Junkspace is the dominant paradigm and architects, without protest or criticality, have succumbed.

“A shortage of masters has not stopped a proliferation of masterpieces. ‘Masterpiece’ has become a definitive sanction, a semantic space that saves the object from criticism, leaves its qualities unproven, its performance untested, its motives unquestioned. Masterpiece is no longer an inexplicable fluke, a roll of the dice, but a consistent typology: its mission to intimidate, most of its exterior surfaces bent, huge percentages of its square footage dysfunctional, its centrifugal components barely held together by the pull of the atrium.”

The avant-garde and cutting edge have become so commonplace. Every day a new iconic building replaces the last in the world lexicon of #architectureporn. Novelty feeds consumption and wastes our resources.

“Junkspace is a look-no-hands world….”

Stunts. Gimmicks. Turning Tricks.

 

Neoliberalism, Consumption and Entertainment

 

“Junkspace happens spontaneously through natural corporate exuberance – the unfettered play of the market – or is generated through the combined actions of temporary ‘czars’ with long records of three-dimensional philanthropy.”

▸ DATA LISTING:

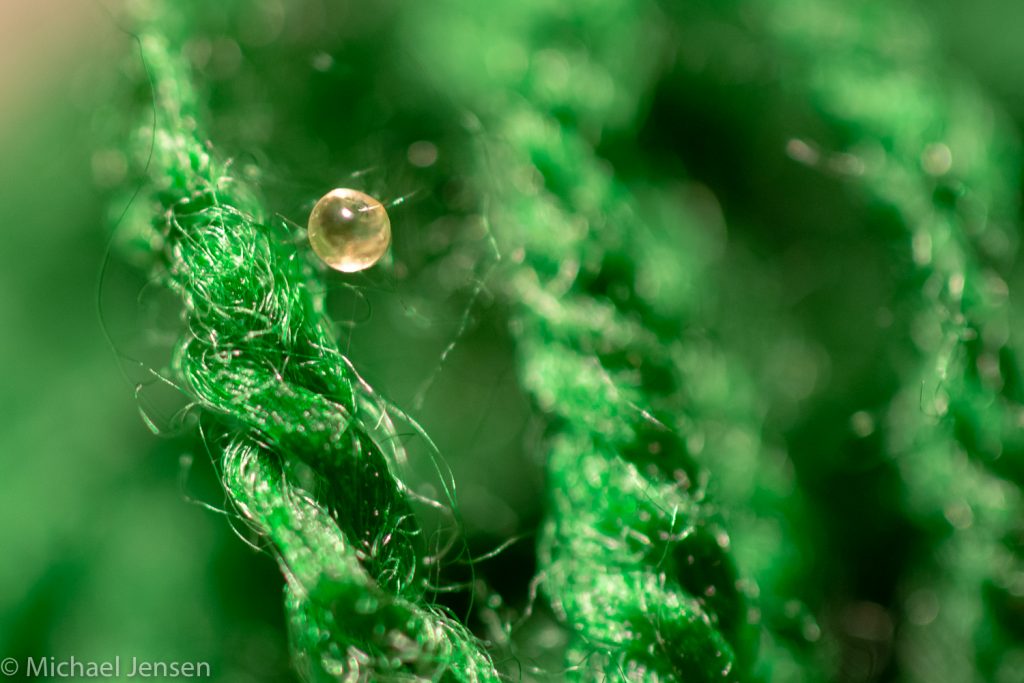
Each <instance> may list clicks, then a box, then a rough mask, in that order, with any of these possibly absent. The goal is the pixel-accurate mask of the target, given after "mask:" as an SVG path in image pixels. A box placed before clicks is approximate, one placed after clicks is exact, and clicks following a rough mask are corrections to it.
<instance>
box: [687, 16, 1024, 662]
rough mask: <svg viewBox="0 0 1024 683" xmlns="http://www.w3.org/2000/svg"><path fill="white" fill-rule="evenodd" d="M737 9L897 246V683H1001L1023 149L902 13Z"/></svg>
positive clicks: (1013, 437) (896, 458) (1019, 563)
mask: <svg viewBox="0 0 1024 683" xmlns="http://www.w3.org/2000/svg"><path fill="white" fill-rule="evenodd" d="M740 9H741V10H742V16H743V19H740V20H738V22H737V24H740V25H742V26H743V27H744V29H748V30H750V34H749V35H750V36H751V38H752V39H753V42H754V44H755V45H756V46H757V48H758V49H761V50H763V53H762V55H761V56H762V58H763V59H764V62H765V63H768V65H774V66H776V67H777V68H778V69H779V72H778V76H777V78H778V83H779V85H780V86H781V87H782V88H783V89H784V91H785V93H786V94H790V95H795V96H796V98H797V99H798V100H799V101H801V102H806V103H809V104H810V106H811V108H812V110H813V111H814V113H815V115H816V116H817V118H818V120H819V121H821V122H823V123H824V124H826V126H827V128H826V130H827V131H828V133H829V134H830V135H831V136H833V137H831V138H830V139H829V140H828V143H827V144H828V146H829V147H831V146H834V145H835V147H836V148H837V151H838V153H840V154H837V155H836V156H835V157H834V158H833V160H834V161H836V162H840V161H845V162H847V163H846V164H840V163H836V164H833V166H834V167H836V168H846V171H844V172H843V174H844V175H845V176H846V178H847V180H848V182H849V183H850V184H852V185H854V186H857V187H859V188H860V189H861V190H862V191H863V193H864V195H866V197H867V198H868V199H869V200H870V201H871V202H873V203H876V204H877V205H879V206H883V207H886V208H888V209H889V210H891V211H892V213H893V214H894V216H895V217H896V219H897V221H898V223H899V225H900V226H901V228H902V229H903V230H904V231H903V233H902V234H901V236H900V243H901V246H902V248H903V252H902V254H901V257H900V267H903V268H904V270H905V272H906V276H905V280H904V285H903V286H904V287H905V288H906V289H907V290H908V291H910V292H912V296H913V297H914V298H915V299H916V303H915V306H914V308H915V310H914V311H913V313H912V315H913V321H912V328H913V330H914V331H915V333H914V334H915V339H914V340H915V343H916V345H918V347H919V352H920V365H919V366H918V368H916V369H915V370H913V371H912V372H908V373H905V374H904V378H903V386H904V387H905V388H904V389H903V391H902V392H900V393H899V394H898V395H896V396H895V397H894V399H893V401H892V403H891V405H890V408H889V409H888V410H887V411H886V413H887V415H886V417H887V426H886V431H887V438H888V449H889V452H890V453H891V455H892V456H893V457H894V458H895V459H896V463H897V465H898V467H899V470H900V472H901V475H902V477H903V480H904V482H905V485H906V487H907V488H906V494H907V502H908V507H909V509H910V512H911V514H912V516H913V517H914V518H915V521H916V522H918V523H920V524H922V525H923V526H924V527H925V528H926V529H927V532H928V533H929V535H930V536H931V537H932V539H933V543H936V544H937V545H938V550H937V551H936V557H935V560H936V561H935V564H933V566H932V567H931V568H928V569H923V570H920V571H921V573H920V574H919V575H915V577H913V578H911V579H910V580H909V581H908V585H907V586H906V587H905V595H906V596H907V598H906V599H907V600H908V601H909V602H911V603H912V602H913V601H918V602H919V603H920V602H921V601H922V600H926V601H930V602H932V603H934V604H935V605H936V610H937V612H938V615H937V616H935V615H933V616H930V617H924V618H925V620H926V622H927V623H920V620H921V618H922V617H913V616H912V614H911V620H910V622H909V623H908V624H906V626H905V628H904V629H903V631H902V634H901V638H902V645H901V651H902V655H903V664H904V666H905V667H906V670H907V675H908V678H909V679H910V680H922V681H932V680H964V681H967V680H997V679H998V680H1001V679H1000V677H1002V676H1007V675H1009V671H1008V670H1007V669H1006V666H1005V665H1004V663H1005V661H1014V660H1015V659H1014V658H1013V657H1008V656H1007V654H1008V652H1009V651H1011V650H1012V649H1013V648H1014V647H1016V646H1017V645H1016V640H1017V636H1015V635H1014V634H1019V633H1020V628H1021V621H1020V617H1019V614H1015V613H1014V609H1012V608H1010V609H1008V608H1007V605H1012V604H1014V602H1015V600H1017V598H1016V597H1015V595H1014V593H1015V591H1017V590H1019V589H1016V588H1014V587H1015V586H1016V584H1015V582H1016V577H1018V575H1020V571H1021V568H1022V567H1021V560H1020V551H1021V549H1020V546H1019V541H1015V540H1014V539H1015V535H1016V528H1017V527H1018V525H1019V521H1018V520H1019V519H1020V515H1021V512H1022V508H1021V502H1020V496H1019V492H1018V490H1017V489H1015V488H1014V487H1013V486H1011V485H1009V483H1008V481H1006V480H1004V478H1006V479H1009V480H1010V481H1012V482H1014V483H1017V484H1019V483H1020V481H1021V459H1022V456H1021V447H1020V445H1019V444H1020V439H1021V429H1020V425H1021V421H1020V416H1021V400H1020V399H1021V396H1020V386H1021V383H1020V372H1019V364H1018V361H1017V359H1016V357H1015V354H1014V349H1013V347H1012V345H1011V343H1010V330H1011V328H1010V322H1009V311H1008V306H1007V285H1006V283H1005V281H1004V279H1002V278H1004V276H1002V275H1001V274H999V271H1000V269H1002V268H1004V267H1005V264H1006V263H1007V262H1008V260H1009V257H1010V256H1011V255H1012V254H1013V253H1014V251H1015V247H1016V243H1017V239H1016V227H1017V223H1018V220H1019V216H1018V213H1017V209H1018V207H1017V197H1016V183H1017V179H1018V170H1017V169H1018V168H1019V158H1018V144H1017V141H1016V139H1015V138H1014V136H1013V135H1012V134H1011V133H1010V132H1009V131H1008V130H1007V126H1006V124H1005V123H1004V122H1002V121H1000V119H999V115H998V113H997V112H996V111H995V110H994V108H993V106H992V105H991V104H990V103H989V102H988V101H987V99H986V98H985V96H984V95H983V94H982V93H980V92H979V91H978V89H977V88H976V87H974V86H973V85H972V84H971V83H969V82H967V81H965V80H964V79H962V78H957V77H956V76H954V75H951V74H949V73H948V72H943V71H940V70H936V69H935V67H934V65H936V63H941V62H942V60H943V58H942V56H941V55H939V54H938V53H937V51H936V50H935V49H934V47H933V46H932V45H931V43H930V37H929V35H928V31H927V26H926V25H925V23H924V22H923V20H922V18H921V17H920V16H918V15H916V14H914V13H913V12H912V11H909V10H908V9H907V8H906V7H904V6H902V5H899V4H894V3H869V2H865V3H857V4H855V5H853V6H850V5H845V4H841V3H831V2H805V1H795V2H785V3H745V4H743V3H739V4H736V5H735V6H733V7H730V10H731V11H736V10H740ZM720 10H721V6H716V7H715V12H716V14H718V13H719V12H720ZM683 15H684V16H685V12H683ZM738 15H739V12H738V11H737V16H738ZM795 132H796V131H795ZM797 134H799V133H797ZM812 139H813V138H812ZM813 155H814V157H817V156H818V155H819V153H818V152H817V151H813ZM844 155H845V157H844ZM826 161H827V159H826ZM851 161H852V162H853V165H850V163H849V162H851ZM903 263H908V264H910V265H911V267H910V268H909V269H907V268H905V266H903ZM969 459H970V460H969ZM993 474H994V476H993ZM907 609H908V610H911V611H912V606H911V607H907ZM914 620H918V621H919V623H914ZM1009 666H1014V665H1009Z"/></svg>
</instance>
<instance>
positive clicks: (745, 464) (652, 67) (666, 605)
mask: <svg viewBox="0 0 1024 683" xmlns="http://www.w3.org/2000/svg"><path fill="white" fill-rule="evenodd" d="M457 6H458V18H455V16H454V15H455V13H456V10H453V15H449V14H445V13H443V12H437V7H436V6H432V7H431V14H432V16H431V17H430V18H425V17H419V22H417V23H416V25H417V29H418V30H422V29H421V27H422V26H424V25H425V26H427V27H430V26H432V24H431V19H433V22H435V23H436V27H437V30H438V32H439V31H442V30H443V31H450V30H452V27H453V25H456V26H458V27H459V29H460V31H461V32H462V33H463V34H464V35H467V36H477V37H478V40H479V41H480V45H479V46H477V45H476V44H475V43H470V44H469V45H468V47H469V48H470V49H474V48H476V47H480V48H481V49H482V46H483V45H497V46H498V47H497V48H495V49H496V50H497V51H499V53H506V54H508V53H511V54H515V53H517V52H521V51H525V50H527V49H529V50H539V53H540V54H541V55H543V58H538V59H536V60H534V61H531V62H530V63H529V65H528V67H527V69H526V71H525V73H523V74H521V75H520V74H509V79H508V83H505V84H502V85H505V87H506V88H507V89H508V92H509V94H508V96H507V97H503V98H501V100H500V103H498V104H495V103H494V102H493V101H492V100H493V97H494V91H495V89H496V88H497V87H498V85H499V84H496V83H494V82H492V81H488V82H487V83H486V84H485V87H486V89H485V90H481V91H480V92H469V93H467V94H466V96H467V101H468V105H469V106H472V108H473V111H474V112H475V113H476V114H478V115H479V118H480V119H481V120H482V123H483V129H482V130H481V131H480V133H479V136H478V140H479V142H480V146H481V151H480V153H481V154H480V158H479V159H478V161H477V166H476V167H475V168H471V169H470V170H469V171H468V173H467V174H468V175H470V176H472V177H474V178H477V185H478V190H479V194H480V196H481V197H483V198H485V199H484V200H483V202H484V206H485V207H487V208H488V209H489V211H488V212H487V213H488V217H489V219H490V224H492V225H493V228H494V230H495V234H496V237H497V238H498V240H499V242H500V244H501V245H502V247H503V251H504V252H505V254H506V255H507V256H509V257H510V258H509V260H511V261H512V263H510V264H508V265H507V267H506V268H505V269H504V270H503V272H502V274H503V276H504V278H505V280H506V283H507V285H506V290H507V293H508V295H509V297H510V299H511V300H513V301H514V302H517V304H518V313H517V314H516V316H515V318H514V322H513V330H514V334H515V336H516V338H517V340H518V342H519V357H520V365H521V371H520V374H521V376H522V381H523V384H524V385H525V386H526V388H527V389H529V390H530V392H531V393H532V394H534V395H535V397H536V399H537V401H538V403H539V405H540V408H541V410H542V411H543V412H545V413H546V414H547V415H548V416H549V419H550V420H551V428H550V434H549V446H548V447H549V452H548V476H549V497H550V501H549V519H548V521H547V523H546V524H545V528H544V536H543V538H542V542H541V547H540V555H541V566H542V571H541V574H540V577H541V579H542V580H543V586H544V589H545V591H546V593H547V595H548V596H549V598H550V599H551V601H552V604H553V606H554V607H555V609H556V611H557V612H558V613H559V614H560V615H561V616H562V618H563V620H564V621H565V622H566V623H567V625H568V626H569V628H570V631H571V638H572V641H571V643H570V646H569V651H568V653H567V659H566V663H567V667H568V668H569V672H570V673H571V674H572V675H573V676H575V677H577V678H580V679H582V680H591V679H593V678H594V677H605V676H606V677H610V678H618V677H626V678H629V679H630V680H666V681H670V680H721V679H722V678H726V679H730V678H737V677H742V676H744V673H743V672H745V671H748V670H749V669H750V668H752V666H753V664H752V663H753V660H754V650H755V649H756V646H755V645H754V642H755V638H754V637H753V636H754V633H755V632H754V631H753V630H752V629H751V627H750V626H749V625H748V621H749V620H750V621H751V622H752V623H757V622H758V621H759V616H758V614H757V612H752V613H748V611H746V608H745V607H744V603H745V601H746V599H745V597H744V595H743V592H744V591H745V592H754V588H753V586H752V584H751V583H750V582H746V583H745V584H744V583H740V582H738V581H737V578H736V575H735V573H734V570H733V569H732V568H731V564H732V559H731V558H730V557H729V554H728V552H727V549H728V548H729V544H730V541H729V537H728V536H727V535H726V533H725V531H724V530H723V529H722V528H721V526H720V525H719V523H718V522H717V521H716V518H715V513H714V512H713V508H712V506H710V505H709V504H708V502H707V501H706V485H707V477H706V474H707V471H711V472H713V473H716V474H717V473H721V474H722V480H721V481H715V480H713V483H712V484H711V487H712V488H713V489H715V490H716V492H719V490H721V493H722V494H723V496H722V498H723V501H724V502H725V503H726V504H727V507H728V509H730V510H733V511H738V510H741V509H743V508H745V507H749V506H751V505H752V504H753V506H754V511H753V514H750V515H744V514H743V513H738V512H737V513H736V517H737V520H739V523H740V524H741V525H742V527H743V531H744V533H743V538H742V540H741V541H740V542H739V546H740V548H741V552H742V554H743V556H744V559H745V560H746V561H748V563H749V564H750V568H751V569H753V571H754V573H755V574H760V575H759V577H758V578H759V579H761V578H763V579H765V580H766V583H767V585H768V589H769V590H770V591H771V592H772V595H775V596H782V595H785V594H786V593H790V594H792V592H791V591H792V588H793V587H792V585H785V582H786V581H793V579H794V577H795V575H799V571H797V570H796V568H795V566H794V564H793V560H794V558H796V557H798V556H799V555H798V554H797V553H796V552H794V550H793V547H792V543H793V542H792V539H791V538H790V537H788V535H786V533H779V532H778V531H779V529H777V528H774V529H773V528H772V525H773V524H776V525H777V524H778V523H779V521H780V518H784V516H785V513H781V514H780V509H781V508H782V507H784V506H785V504H782V501H783V499H785V498H786V493H785V492H786V484H785V478H784V476H782V475H780V474H779V472H778V470H776V469H775V468H776V467H777V463H776V462H774V461H773V460H772V459H771V458H770V457H768V456H767V455H766V454H764V453H761V452H759V450H758V449H757V447H756V445H755V444H757V443H759V442H760V440H761V439H760V434H759V433H758V426H757V417H756V411H755V410H754V409H753V407H751V402H752V400H751V399H750V398H749V397H748V394H745V393H744V392H743V387H744V382H745V385H746V386H749V381H746V380H744V379H743V378H742V377H741V372H740V371H738V370H737V369H735V368H732V369H729V370H726V366H728V365H729V364H728V361H727V360H725V359H723V358H721V357H720V356H719V354H717V353H716V352H715V351H714V349H713V348H711V347H709V345H708V344H706V343H702V340H701V339H700V338H699V335H694V336H693V337H692V338H686V339H684V340H680V339H679V331H680V330H682V329H684V328H685V326H686V325H687V324H689V323H691V321H690V317H691V316H692V314H693V311H694V309H695V308H696V307H698V301H699V286H698V282H699V273H700V272H701V269H702V268H707V267H708V266H709V263H708V262H706V261H703V260H702V258H701V255H700V250H706V249H707V247H706V245H703V244H702V240H705V239H706V238H702V237H701V236H700V234H699V229H697V231H696V233H695V234H693V236H689V237H688V238H683V239H681V233H680V230H681V229H682V228H683V224H682V223H685V220H686V213H685V211H682V212H681V211H680V207H679V205H678V202H676V201H674V200H670V199H667V198H659V202H660V205H662V207H663V208H665V209H666V211H665V212H664V213H665V214H666V215H665V217H663V218H662V219H660V221H658V220H655V221H653V224H652V225H651V224H647V222H646V221H644V220H643V219H642V218H641V217H640V216H638V215H637V214H638V211H639V210H640V209H641V208H642V207H641V206H640V202H639V201H638V200H637V199H636V198H635V197H632V196H631V193H630V191H628V190H627V188H626V187H625V186H623V185H622V184H621V183H620V182H618V181H616V180H615V179H614V178H613V177H612V176H611V174H610V173H609V172H608V171H607V170H606V168H605V165H604V164H603V162H602V161H601V160H600V159H599V158H598V157H597V156H596V155H595V153H594V150H593V144H592V143H591V142H590V141H589V140H588V138H587V132H588V131H589V133H590V134H591V135H597V134H599V133H600V132H601V131H602V130H614V129H615V128H616V127H621V126H622V125H623V123H625V122H628V121H630V120H631V119H632V118H633V117H634V116H635V110H636V108H637V105H638V103H639V102H641V101H642V100H643V99H644V98H645V97H646V94H645V90H646V89H647V88H648V85H647V84H648V83H651V82H653V80H654V78H655V76H656V67H657V65H658V61H659V55H658V49H657V48H656V47H654V49H651V50H648V51H645V52H643V53H642V54H637V53H636V52H635V51H634V50H631V49H628V48H627V45H632V44H633V42H632V41H636V40H641V37H643V38H642V40H646V41H648V42H649V43H651V44H652V46H657V45H658V41H659V35H660V31H659V30H658V26H659V22H660V19H662V17H660V15H659V14H658V13H657V12H656V11H655V10H654V9H653V7H652V6H651V5H644V4H640V5H637V4H636V3H603V4H602V5H601V6H600V7H595V6H587V7H581V8H575V9H570V10H569V9H566V8H564V7H563V6H558V7H554V6H548V5H546V4H545V3H537V4H536V5H532V6H529V7H528V8H518V7H516V10H512V8H505V13H498V14H497V15H496V14H495V13H494V12H493V11H492V10H493V8H490V7H488V8H487V11H486V13H485V14H480V13H479V11H473V9H472V8H467V7H465V6H462V5H457ZM436 14H439V17H438V16H437V15H436ZM420 22H422V23H423V24H420ZM560 26H572V27H573V29H574V35H577V36H585V37H586V42H587V49H586V50H583V49H581V48H580V47H579V46H578V45H574V44H573V45H568V46H562V45H558V44H557V43H556V44H551V45H544V44H543V43H542V44H541V45H538V39H537V36H539V35H540V36H546V35H558V34H559V31H558V27H560ZM427 31H428V33H427V37H426V38H424V37H423V36H422V35H420V34H417V35H416V36H415V38H413V39H411V40H410V42H411V43H412V44H419V43H426V44H428V45H431V46H432V47H434V48H436V47H437V45H438V44H439V43H440V42H441V41H440V39H439V38H438V37H437V36H431V34H430V33H429V28H428V29H427ZM438 35H439V33H438ZM431 38H433V40H431ZM466 48H467V45H466V43H458V44H454V45H453V46H452V47H451V48H450V49H452V50H460V49H463V50H464V49H466ZM623 54H631V55H636V61H634V62H632V63H631V62H624V61H623V60H622V59H621V56H622V55H623ZM428 56H434V55H424V58H427V57H428ZM434 59H437V57H436V56H434ZM464 63H465V62H464V61H463V60H461V59H460V58H459V56H458V54H453V55H450V56H449V57H447V58H446V59H444V58H443V57H442V58H441V59H440V63H438V65H436V67H437V69H438V71H440V72H441V74H442V76H441V78H440V81H441V82H443V83H450V82H452V80H455V79H457V78H458V77H459V70H461V69H462V68H463V67H464ZM445 69H447V70H452V71H451V72H449V71H445ZM428 72H430V73H433V70H428ZM445 77H447V78H445ZM554 78H558V79H559V82H560V83H564V84H565V86H566V87H564V88H559V89H555V88H552V87H550V82H551V80H552V79H554ZM508 178H512V179H513V180H512V181H511V182H509V181H508ZM651 213H653V212H651ZM684 234H685V233H684ZM686 239H688V240H691V241H692V244H684V240H686ZM687 247H697V248H698V249H697V250H696V251H694V250H690V249H687ZM676 259H681V260H682V261H683V262H680V261H677V260H676ZM681 293H689V297H687V296H685V295H684V296H682V297H680V294H681ZM609 299H610V301H609ZM612 302H613V303H612ZM695 349H696V351H695V352H694V350H695ZM716 370H717V371H718V373H725V374H729V375H732V374H733V373H735V374H736V375H737V377H731V376H730V378H729V379H730V380H732V379H735V380H736V387H732V385H731V384H725V385H723V384H719V382H720V381H721V377H722V376H721V375H720V374H716ZM691 385H693V386H692V391H691ZM720 386H730V388H735V389H736V390H737V394H738V395H736V396H730V397H729V398H728V399H725V400H723V397H722V396H721V395H719V394H718V393H717V392H718V390H719V387H720ZM683 387H686V389H687V391H686V392H684V391H682V389H683ZM733 400H735V401H736V403H737V405H735V407H729V408H725V407H724V404H723V403H729V402H731V401H733ZM744 407H745V408H744ZM648 411H649V412H648ZM726 414H728V417H726ZM653 416H656V419H655V418H654V417H653ZM721 420H728V421H729V426H728V427H725V428H723V427H721V426H720V424H719V421H721ZM664 425H668V426H664ZM677 434H685V435H687V437H688V441H689V442H688V443H684V442H683V440H682V439H681V438H680V437H679V436H677ZM706 438H707V439H708V440H709V441H710V443H709V444H708V446H707V453H705V454H703V456H705V462H706V463H707V470H705V469H702V468H701V467H698V464H697V461H696V460H695V456H697V454H699V453H700V452H701V446H702V443H703V440H705V439H706ZM790 505H793V506H794V507H798V504H797V502H796V501H792V502H790ZM772 531H774V533H773V532H772ZM773 572H774V575H771V574H772V573H773ZM744 586H745V588H744ZM787 589H788V590H787ZM781 611H782V609H774V610H773V613H771V614H770V616H771V618H770V620H769V622H771V624H770V629H775V628H777V627H778V626H779V623H780V622H782V621H783V620H782V618H779V614H778V612H781ZM784 621H786V622H787V623H788V625H791V626H792V625H793V623H794V621H795V618H794V616H793V614H791V615H790V616H788V617H787V618H786V620H784ZM802 626H803V627H805V628H803V629H801V627H800V626H798V627H796V628H791V632H793V633H794V634H796V639H797V640H800V641H804V642H806V641H805V640H804V639H806V638H808V637H810V638H812V639H813V638H816V637H817V636H816V635H815V634H816V628H817V627H816V626H814V625H813V621H812V622H811V624H810V626H808V625H807V624H806V623H805V624H803V625H802ZM808 633H809V634H811V635H810V636H808V635H807V634H808ZM788 637H793V636H792V635H791V636H788ZM764 639H765V641H766V649H769V650H771V658H770V661H771V664H770V665H765V666H764V667H763V668H760V673H761V674H762V675H765V676H771V675H772V674H778V675H785V676H787V677H788V678H790V680H797V679H798V678H799V677H801V676H805V677H810V674H809V672H808V673H805V674H800V671H801V669H802V668H803V667H805V666H806V663H800V661H799V660H800V659H801V658H802V655H798V654H787V653H785V650H786V648H788V647H792V646H793V645H794V643H792V642H791V643H788V644H786V645H782V644H781V641H785V640H786V639H787V637H786V636H782V637H778V636H777V635H776V634H774V633H772V631H771V630H767V631H766V632H765V636H764ZM776 646H778V648H777V649H776ZM773 668H774V670H773Z"/></svg>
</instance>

▸ TASK TO CARRY OUT: Please reproduce the passage on Junkspace above word for word, beginning at "Junkspace is the" and stopping after "wastes our resources.".

▸ RESULT OF THIS TASK:
Junkspace is the dominant paradigm and architects, without protest or criticality, have succumbed.

“A shortage of masters has not stopped a proliferation of masterpieces. ‘Masterpiece’ has become a definitive sanction, a semantic space that saves the object from criticism, leaves its qualities unproven, its performance untested, its motives unquestioned. Masterpiece is no longer an inexplicable fluke, a roll of the dice, but a consistent typology: its mission to intimidate, most of its exterior surfaces bent, huge percentages of its square footage dysfunctional, its centrifugal components barely held together by the pull of the atrium.”

The avant-garde and cutting edge have become so commonplace. Every day a new iconic building replaces the last in the world lexicon of #architectureporn. Novelty feeds consumption and wastes our resources.